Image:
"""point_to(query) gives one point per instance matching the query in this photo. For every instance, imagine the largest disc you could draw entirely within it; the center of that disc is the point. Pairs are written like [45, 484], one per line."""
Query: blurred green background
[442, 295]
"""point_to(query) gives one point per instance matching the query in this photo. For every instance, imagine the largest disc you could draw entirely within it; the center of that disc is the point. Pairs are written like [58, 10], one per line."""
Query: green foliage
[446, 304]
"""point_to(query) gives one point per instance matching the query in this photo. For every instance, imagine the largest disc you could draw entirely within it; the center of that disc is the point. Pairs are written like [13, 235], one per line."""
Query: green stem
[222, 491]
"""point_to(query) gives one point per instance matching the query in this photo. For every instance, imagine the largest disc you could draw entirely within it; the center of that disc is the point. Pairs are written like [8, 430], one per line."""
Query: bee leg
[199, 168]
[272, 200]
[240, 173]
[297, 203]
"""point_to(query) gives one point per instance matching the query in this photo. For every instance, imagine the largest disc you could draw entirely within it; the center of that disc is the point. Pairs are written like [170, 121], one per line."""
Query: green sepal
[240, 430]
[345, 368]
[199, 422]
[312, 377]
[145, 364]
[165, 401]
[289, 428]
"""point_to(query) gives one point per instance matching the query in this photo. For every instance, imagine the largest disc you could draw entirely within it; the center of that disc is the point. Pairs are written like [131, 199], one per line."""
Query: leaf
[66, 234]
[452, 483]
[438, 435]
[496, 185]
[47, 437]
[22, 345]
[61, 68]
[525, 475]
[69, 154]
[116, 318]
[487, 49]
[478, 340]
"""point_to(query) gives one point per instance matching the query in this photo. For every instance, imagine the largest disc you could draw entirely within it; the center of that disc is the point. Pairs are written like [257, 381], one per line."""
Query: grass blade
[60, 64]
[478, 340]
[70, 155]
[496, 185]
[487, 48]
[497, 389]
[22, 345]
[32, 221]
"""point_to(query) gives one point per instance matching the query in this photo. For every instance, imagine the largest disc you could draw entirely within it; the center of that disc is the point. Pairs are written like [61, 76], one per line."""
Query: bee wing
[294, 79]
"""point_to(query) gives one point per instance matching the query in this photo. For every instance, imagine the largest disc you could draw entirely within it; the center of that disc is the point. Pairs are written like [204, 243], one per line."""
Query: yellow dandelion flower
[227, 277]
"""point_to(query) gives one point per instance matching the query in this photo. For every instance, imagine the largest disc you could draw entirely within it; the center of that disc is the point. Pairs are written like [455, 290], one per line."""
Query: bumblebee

■ Problem details:
Write every record out again exactly.

■ Written response:
Image:
"""point_to(query) gives one point per instance matching the query in this photo. For every instance, imagine the largest disc you could draw entirely within it; the center of that disc is the point. Pairs are written like [45, 484], one per line."""
Query: blurred green background
[442, 295]
"""point_to(query) gives one point per instance matching the query in this photo. For every instance, imagine the largest disc you could draw entirely within it; the center of that disc is the point. Pairs are written like [58, 10], one per line."""
Query: green foliage
[446, 304]
"""point_to(query) gives one point per instance matching the query in this photo. For every instance, imagine the largest disc you could draw entirely within it; the center of that disc is the point. Pairs are written like [13, 235], one per line."""
Query: green stem
[222, 491]
"""point_to(query) gives one point per instance matching the query in this photo. For every instance, imagine the largest disc you could draw entirely within it; the center of that disc is the point. Pairs are written like [8, 430], one per line."""
Query: bee leg
[199, 168]
[272, 200]
[240, 173]
[297, 203]
"""point_to(query) gives one point per instance matching the query in this photo. For every instance, imagine the largest disc you could draw entirely within it; the center of that disc is the point. Pairs are written like [170, 121], one per line."""
Query: green sepal
[240, 430]
[345, 368]
[199, 422]
[312, 377]
[145, 364]
[165, 401]
[289, 428]
"""point_to(query) gives one point per instance matching the query in this photo. For every instance, imagine the largest disc you could draw entirely within it; the center of that disc is the point. Pairs are written like [131, 199], one per line."""
Query: leaf
[66, 234]
[452, 483]
[438, 435]
[496, 185]
[47, 437]
[22, 345]
[61, 68]
[525, 475]
[69, 154]
[116, 318]
[487, 49]
[478, 340]
"""point_to(query) gives one point per instance matching the query in this photo. For every instance, imagine the largest disc you could draw entirely within it; the center of that disc is the point. Pairs are written like [257, 381], one per line."""
Query: grass blade
[60, 64]
[478, 340]
[70, 155]
[496, 185]
[487, 48]
[497, 389]
[22, 345]
[32, 221]
"""point_to(query) gives one point per instance matching the query in this photo. For every instance, imagine the largest disc you could draw entirely within it; the center of that disc is the point. Pairs are written like [61, 76], one per line."""
Query: bee wing
[294, 79]
"""point_to(query) gives one point per instance matching the query in this photo. For every instance, imagine the largest disc you could draw entirely within it; the center of that disc is the point. Pairs are written like [204, 243], one per line."""
Query: yellow dandelion flower
[227, 277]
"""point_to(query) gives one point per instance matching the query in this photo. For every instance, imagine the largest disc you could draw entirely within it; the center of that disc is the point. Pairs are written like [455, 290], one per line."""
Query: bumblebee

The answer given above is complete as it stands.